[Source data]
# # # # # # #

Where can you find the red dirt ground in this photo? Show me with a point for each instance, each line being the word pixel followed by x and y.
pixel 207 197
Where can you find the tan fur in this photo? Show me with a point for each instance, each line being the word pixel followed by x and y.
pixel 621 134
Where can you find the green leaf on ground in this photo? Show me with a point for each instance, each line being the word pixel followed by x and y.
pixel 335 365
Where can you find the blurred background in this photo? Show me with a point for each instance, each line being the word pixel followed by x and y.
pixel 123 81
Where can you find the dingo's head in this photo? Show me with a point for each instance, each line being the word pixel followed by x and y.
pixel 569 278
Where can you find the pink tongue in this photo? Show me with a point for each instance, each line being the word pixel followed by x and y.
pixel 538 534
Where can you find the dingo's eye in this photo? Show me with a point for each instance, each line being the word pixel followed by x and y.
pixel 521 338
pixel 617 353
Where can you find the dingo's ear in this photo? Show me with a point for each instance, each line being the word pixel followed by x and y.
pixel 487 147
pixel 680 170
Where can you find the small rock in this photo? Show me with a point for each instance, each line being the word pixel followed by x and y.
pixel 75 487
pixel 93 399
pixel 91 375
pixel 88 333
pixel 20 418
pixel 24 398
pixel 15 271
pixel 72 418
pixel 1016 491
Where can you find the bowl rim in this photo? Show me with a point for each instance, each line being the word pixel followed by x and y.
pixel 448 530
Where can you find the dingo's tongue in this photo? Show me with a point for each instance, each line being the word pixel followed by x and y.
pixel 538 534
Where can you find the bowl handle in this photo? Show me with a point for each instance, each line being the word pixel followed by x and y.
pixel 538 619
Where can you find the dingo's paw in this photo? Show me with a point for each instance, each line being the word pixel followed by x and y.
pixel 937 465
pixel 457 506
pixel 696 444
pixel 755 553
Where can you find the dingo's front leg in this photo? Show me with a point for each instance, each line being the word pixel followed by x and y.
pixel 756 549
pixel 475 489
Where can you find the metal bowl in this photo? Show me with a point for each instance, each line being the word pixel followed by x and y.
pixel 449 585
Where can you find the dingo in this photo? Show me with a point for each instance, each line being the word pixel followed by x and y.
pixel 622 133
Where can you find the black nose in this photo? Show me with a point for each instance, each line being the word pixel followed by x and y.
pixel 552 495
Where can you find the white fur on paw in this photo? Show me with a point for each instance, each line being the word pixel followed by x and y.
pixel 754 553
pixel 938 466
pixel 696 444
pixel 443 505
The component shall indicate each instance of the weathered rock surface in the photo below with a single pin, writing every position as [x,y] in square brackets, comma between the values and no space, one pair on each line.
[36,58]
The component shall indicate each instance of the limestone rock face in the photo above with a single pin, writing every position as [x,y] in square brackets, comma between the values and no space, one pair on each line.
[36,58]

# # # # # # #

== Directions ==
All of the entries above need to be retyped exactly.

== Answer below ==
Where can you find the red dirt ground in this photo? Show me with a point for each instance, each line being the word pixel followed by x and y.
pixel 207 197
Where can you find the tan fur in this photo? Show me with a point for each instance, each line being the word pixel followed by x and y.
pixel 621 134
Where can you find the green leaf on ground in this photo? Show me with a point for each instance, each line being the word pixel followed by x and y.
pixel 335 365
Where can you find the blurred background in this photo? Show me with a point for each instance, each line being the word pixel followed by x and y.
pixel 123 81
Where can you find the dingo's head in this photo? Show me with a point for each instance, each line being the word pixel followed by x and y.
pixel 569 278
Where can you find the pink tongue in this photo? Show me with a point for each instance, each line being the word pixel followed by x and y.
pixel 538 534
Where can you find the dingo's eye in this photo? Show me with a point for each instance, each line being the word pixel followed by x and y.
pixel 521 338
pixel 617 353
Where can you find the dingo's ear in this photo? Show me with a point for each instance, each line being the word pixel followed by x and y.
pixel 487 147
pixel 680 170
Where can you find the small rock in this photo? Show me with a point for each instance, each line being the word pixel followed by x and y.
pixel 75 487
pixel 93 399
pixel 91 375
pixel 88 333
pixel 20 418
pixel 24 398
pixel 15 271
pixel 72 418
pixel 1016 491
Where can you find the bowl rim in this photo? Show me with a point for each instance, each line being the word pixel followed by x and y.
pixel 448 530
Where can you find the dingo's tongue in this photo? Show me with a point for each instance, each line being the word pixel followed by x and y.
pixel 538 534
Where can you find the bowl handle in this photo? Show me with a point for each instance, each line being the word pixel followed by x and y.
pixel 538 619
Where can you find the dingo's paw in this photo? Show me with a point for each instance, each line being the word pixel followed by x and y.
pixel 937 465
pixel 457 506
pixel 696 444
pixel 755 553
Where can you find the dingo's front leg in this photo? Show me with a point for each instance, each line being the word pixel followed by x and y.
pixel 756 549
pixel 475 489
Where can you find the metal bowl in this photo? Show me with a point for each instance, each line being the word pixel followed by x and y.
pixel 449 585
Where can you find the dingo in this photo? Show me with a point for each instance, each line being the word pixel followed by x and y.
pixel 622 133
Where can you find the black nose in this photo? Show me with a point for each instance, each line being the word pixel followed by x and y.
pixel 552 495
Where can you find the white fur on paw in this photo? Show me with a point for each instance, each line being the word pixel followed by x and y.
pixel 754 553
pixel 938 466
pixel 696 444
pixel 443 505
The component shall indicate each instance of the weathered rock surface in the photo below with a single pin, writing every position as [x,y] in square brackets, comma between the values and no space, one pair on each line.
[36,58]
The component shall indicate each instance of the limestone rock face in the photo above with a single pin, writing every position as [x,y] in square brackets, comma between the values and no space, one pair on each line.
[36,58]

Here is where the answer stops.